▶ [EXCERPTED TEXT]
◇ ◇ ◇ ◇

Cronkite.  Walter Cronkite defined what it meant to cover the news and public discourse when we were young, and he did it with incredible dignity and forthrightness, and his retirement was an epochal moment, really, the beginning of the end to broadcast news.  I was 15, and I still remember it. Stewart, despite operating within an ironic mode, did the same thing.  He was funny, he told jokes, but right below the surface he was deadly serious, and we knew and know it.  It wasn't the many layers of indirection of the Colbert Report, beneath which we knew what Colbert was up there.  Stewart's earnestness was always just millimeters away.

And so, sigh, we will wait to see what comes next.  Hopefully, it will air earlier in the evening.

Sunday, August 02, 2015

This actually happened

So some friends told us how they had been at the beach last week somewhere in North Carolina. Their kids were swimming in the waves, and it being this summer, everybody's got sharks in the back of their mind.

Except for those who have sharks in the front of their mind. These rednecks came down the beach, planted a confederate flag in the sand, and started shark fishing, running bloody bait out into the surf using some sort of small boat or something and luring sharks and other big fish back towards the shore where they could be caught.  Eventually they caught some massive stingrays or something.

But it was no longer a good place for kids to be swimming, that's for sure.

America's proud white men will always find a good way to say fuck you.  Of that we can be certain.

Saturday, August 01, 2015

The Loudness of Hulot

Long-time readers of the blog will already know that I am a big fan of Jacques Tati, and in particular the 1953 classic Mr Hulot's Holiday.  The topic has come up before, in particular in this 2004 post.

◇ ◇ ◇ ◇

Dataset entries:

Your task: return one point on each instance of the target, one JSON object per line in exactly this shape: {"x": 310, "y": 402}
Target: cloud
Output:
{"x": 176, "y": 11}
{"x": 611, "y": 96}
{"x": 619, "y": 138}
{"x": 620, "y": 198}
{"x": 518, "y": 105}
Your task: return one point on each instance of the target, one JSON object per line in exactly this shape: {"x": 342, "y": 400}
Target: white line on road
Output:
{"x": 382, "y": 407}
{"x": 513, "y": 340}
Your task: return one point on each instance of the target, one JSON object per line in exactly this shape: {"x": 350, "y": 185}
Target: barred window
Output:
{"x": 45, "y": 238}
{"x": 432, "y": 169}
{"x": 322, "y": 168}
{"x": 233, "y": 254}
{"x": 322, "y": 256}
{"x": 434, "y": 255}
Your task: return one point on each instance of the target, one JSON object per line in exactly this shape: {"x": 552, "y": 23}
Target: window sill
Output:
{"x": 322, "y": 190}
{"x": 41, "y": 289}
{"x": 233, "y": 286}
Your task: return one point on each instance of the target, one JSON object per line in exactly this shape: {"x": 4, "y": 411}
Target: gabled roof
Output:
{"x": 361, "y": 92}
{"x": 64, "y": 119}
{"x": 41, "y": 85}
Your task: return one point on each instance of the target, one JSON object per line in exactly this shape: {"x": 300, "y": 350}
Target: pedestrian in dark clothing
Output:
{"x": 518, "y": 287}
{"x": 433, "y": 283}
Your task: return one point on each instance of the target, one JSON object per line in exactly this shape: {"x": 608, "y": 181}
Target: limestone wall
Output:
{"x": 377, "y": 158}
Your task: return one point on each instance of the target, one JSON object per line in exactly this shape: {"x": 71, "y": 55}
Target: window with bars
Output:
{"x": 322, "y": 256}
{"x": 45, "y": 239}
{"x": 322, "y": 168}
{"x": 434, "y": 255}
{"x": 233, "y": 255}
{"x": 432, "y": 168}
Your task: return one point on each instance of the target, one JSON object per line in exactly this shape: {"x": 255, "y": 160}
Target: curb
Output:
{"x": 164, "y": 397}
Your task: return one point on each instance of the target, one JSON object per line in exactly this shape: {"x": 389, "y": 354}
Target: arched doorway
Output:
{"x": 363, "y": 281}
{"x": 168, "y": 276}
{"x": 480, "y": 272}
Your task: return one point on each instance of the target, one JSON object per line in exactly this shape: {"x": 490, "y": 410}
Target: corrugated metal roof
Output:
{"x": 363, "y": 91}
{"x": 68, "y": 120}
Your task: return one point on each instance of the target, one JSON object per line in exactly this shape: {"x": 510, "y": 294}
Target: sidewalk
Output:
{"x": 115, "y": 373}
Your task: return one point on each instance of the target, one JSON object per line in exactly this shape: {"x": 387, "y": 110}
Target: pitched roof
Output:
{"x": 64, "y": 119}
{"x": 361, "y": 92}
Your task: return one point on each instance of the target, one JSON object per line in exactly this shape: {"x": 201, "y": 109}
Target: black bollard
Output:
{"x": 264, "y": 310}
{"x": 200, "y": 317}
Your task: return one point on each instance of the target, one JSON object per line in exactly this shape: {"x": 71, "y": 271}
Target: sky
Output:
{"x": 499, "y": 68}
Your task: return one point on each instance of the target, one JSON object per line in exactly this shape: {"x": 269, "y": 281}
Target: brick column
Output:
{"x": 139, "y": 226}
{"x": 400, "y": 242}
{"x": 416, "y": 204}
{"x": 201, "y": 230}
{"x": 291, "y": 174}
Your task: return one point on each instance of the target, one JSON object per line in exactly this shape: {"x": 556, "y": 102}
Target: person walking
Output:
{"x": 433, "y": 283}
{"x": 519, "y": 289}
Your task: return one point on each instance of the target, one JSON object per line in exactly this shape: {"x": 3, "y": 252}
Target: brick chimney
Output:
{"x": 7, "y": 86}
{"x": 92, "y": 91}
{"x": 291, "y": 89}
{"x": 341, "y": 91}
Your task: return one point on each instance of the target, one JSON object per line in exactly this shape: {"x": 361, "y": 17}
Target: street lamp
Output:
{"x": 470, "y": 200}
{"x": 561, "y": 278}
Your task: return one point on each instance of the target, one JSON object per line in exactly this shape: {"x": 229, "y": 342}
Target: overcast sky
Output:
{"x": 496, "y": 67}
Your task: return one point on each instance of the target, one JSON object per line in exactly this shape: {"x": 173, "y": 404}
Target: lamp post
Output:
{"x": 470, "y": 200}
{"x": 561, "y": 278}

◇ ◇ ◇ ◇

Resume the blog excerpt on Jacques Tati and Mr Hulot's Holiday after its final sentence.

▶ [OUTPUT]
I submitted this post to Niklaus and Lucy for inclusion on the Be Loud! Sophie blog.  It is written in a somewhat pretentious way, but WTF ever.  There's a little bit a of a backstory. Early in Sophie's illness, I gave Niklaus my copies of Mr. Hulot's Holiday and Auntie Mame, both of them VHS tapes since I had had them for so long, thinking that Sophie would be in the hospital bored and would be in a position to appreciate classics.  Also because I knew she was a special girl. But what happens?  She is obsessed with binge-watching How I Met Your Mother and never watches them. Which is fine, I miscalculated.  But then Niklaus has the nerve to mock me (albeit gently) for my wacky idea that a teenager could have an interest in old movies. 

So I admit that I am a little eccentric. But still, Hulot is great, and plenty Loud. 

A dog lays in the middle of the main street of a provincial French town.  When a bus rumbles through, the dog moves, and then resumes its former place.  Soon thereafter, a small car appears, an ancient, claptrap, backfiring convertible, top up, beladen with all manner of fishing poles, nets, tennis rackets, and other vacation props.  The dog does not move. A hand reaches out of the car and squeezes the old fashioned bulb horn on the car's side. The dog languidly raises itself from its position of leisure and ambles round the side of the car to see who it is.  The hand pets the dog, before the car moves on.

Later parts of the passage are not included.